_SELECTED PASSAGE:_
────────────────────

When I first started writing historical westerns I couldn’t keep the mystery out of the stories. It was building the mystery in the story rather than the romance that made the plotting interesting to me. I recently had a conversation with the editor who published my first westerns. When I told her I was writing mysteries and loving it, she said, “I always thought your voice leaned toward mysteries.”  That kind of validated my decision to write mysteries.

My other interest is Native American cultures, specifically, the Nez Perce. I grew up in Wallowa County, the area where the Chief Joseph band or Lake Nimiipuu as they call themselves, summered and wintered. Of course this was way before I lived in Wallowa County, but they were always on my mind growing up. I found it unfortunate that the only time the Nez Perce were allowed in the county was during Chief Joeseph Days a rodeo weekend where the locals benefited from the history of the county yet the people who lived there before them it was the only weekend they were allowed to return.

A lot has changed in the thirty years since I moved away. The Nez Perce have purchased land in the county. They have a yearly powwow, Tamkaliks, the weekend before Chief Joseph Days, and they have put up interpretive centers as well as are now monitoring the salmon runs in the county. I’m happy they are having voices into how the county is moving forward.

────────────────────

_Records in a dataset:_
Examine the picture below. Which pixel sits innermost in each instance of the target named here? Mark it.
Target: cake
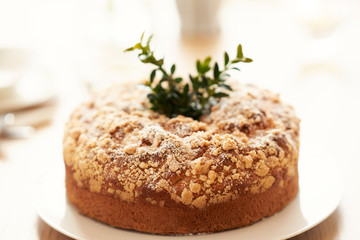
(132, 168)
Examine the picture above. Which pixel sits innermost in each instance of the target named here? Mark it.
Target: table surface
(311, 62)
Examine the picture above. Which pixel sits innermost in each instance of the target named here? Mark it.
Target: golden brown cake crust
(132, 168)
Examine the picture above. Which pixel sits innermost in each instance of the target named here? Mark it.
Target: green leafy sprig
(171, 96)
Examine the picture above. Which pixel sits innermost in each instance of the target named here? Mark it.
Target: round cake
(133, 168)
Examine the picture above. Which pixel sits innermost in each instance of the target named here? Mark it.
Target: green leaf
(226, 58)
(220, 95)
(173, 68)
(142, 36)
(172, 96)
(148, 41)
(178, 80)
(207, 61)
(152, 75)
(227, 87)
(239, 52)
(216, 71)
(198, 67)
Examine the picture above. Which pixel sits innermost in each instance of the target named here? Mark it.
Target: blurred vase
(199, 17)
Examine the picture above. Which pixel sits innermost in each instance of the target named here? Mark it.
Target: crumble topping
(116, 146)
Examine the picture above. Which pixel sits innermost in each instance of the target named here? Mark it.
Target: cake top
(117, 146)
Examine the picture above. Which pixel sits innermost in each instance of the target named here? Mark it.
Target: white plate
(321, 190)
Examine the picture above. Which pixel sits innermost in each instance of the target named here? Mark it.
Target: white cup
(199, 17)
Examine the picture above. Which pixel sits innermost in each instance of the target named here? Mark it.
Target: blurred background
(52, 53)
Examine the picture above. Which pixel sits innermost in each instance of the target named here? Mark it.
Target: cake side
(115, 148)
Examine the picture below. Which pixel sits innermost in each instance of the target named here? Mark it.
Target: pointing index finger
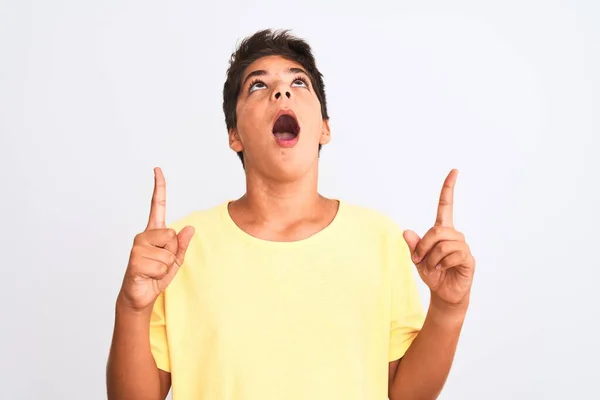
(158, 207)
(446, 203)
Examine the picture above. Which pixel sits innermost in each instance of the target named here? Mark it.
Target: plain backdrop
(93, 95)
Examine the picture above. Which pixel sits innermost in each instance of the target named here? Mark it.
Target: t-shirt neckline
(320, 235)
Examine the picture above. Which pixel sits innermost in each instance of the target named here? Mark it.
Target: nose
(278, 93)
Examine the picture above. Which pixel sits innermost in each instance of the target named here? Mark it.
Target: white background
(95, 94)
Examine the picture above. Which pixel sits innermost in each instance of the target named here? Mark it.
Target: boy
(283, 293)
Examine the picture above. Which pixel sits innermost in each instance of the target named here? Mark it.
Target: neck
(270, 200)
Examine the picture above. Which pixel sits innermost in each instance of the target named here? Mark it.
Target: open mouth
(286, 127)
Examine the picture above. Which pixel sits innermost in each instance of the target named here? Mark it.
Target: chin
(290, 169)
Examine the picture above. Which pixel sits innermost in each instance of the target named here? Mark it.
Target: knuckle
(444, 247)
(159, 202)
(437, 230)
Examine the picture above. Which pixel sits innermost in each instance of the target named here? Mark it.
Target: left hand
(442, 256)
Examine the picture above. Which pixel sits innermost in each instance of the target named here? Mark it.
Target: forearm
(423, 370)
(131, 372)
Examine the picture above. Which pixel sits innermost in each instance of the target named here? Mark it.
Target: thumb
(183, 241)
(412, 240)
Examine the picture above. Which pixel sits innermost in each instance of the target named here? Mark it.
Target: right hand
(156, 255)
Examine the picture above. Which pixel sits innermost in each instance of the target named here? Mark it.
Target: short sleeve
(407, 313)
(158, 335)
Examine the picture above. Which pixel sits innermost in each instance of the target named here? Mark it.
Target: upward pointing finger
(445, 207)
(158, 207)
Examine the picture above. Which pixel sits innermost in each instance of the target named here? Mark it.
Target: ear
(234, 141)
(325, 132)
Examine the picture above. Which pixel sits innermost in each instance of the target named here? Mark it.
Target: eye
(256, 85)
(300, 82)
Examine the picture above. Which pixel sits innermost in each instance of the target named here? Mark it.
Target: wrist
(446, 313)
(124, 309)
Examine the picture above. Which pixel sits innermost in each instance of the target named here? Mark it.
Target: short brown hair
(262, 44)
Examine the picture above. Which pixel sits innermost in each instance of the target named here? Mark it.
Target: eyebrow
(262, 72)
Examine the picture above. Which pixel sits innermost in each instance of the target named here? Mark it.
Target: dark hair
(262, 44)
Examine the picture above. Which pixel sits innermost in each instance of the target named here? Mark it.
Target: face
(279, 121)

────────────────────

_YOUR GOAL:_
In the passage on writing and the Nez Perce, why did mystery keep entering the writer's historical westerns? Explain in one to three sentences. These records have no connection to the text.

_TASK SOLUTION:_
The writer found that building the mystery into a story, rather than the romance, was what made the plotting interesting. As a result, the mystery could not be kept out of the historical westerns.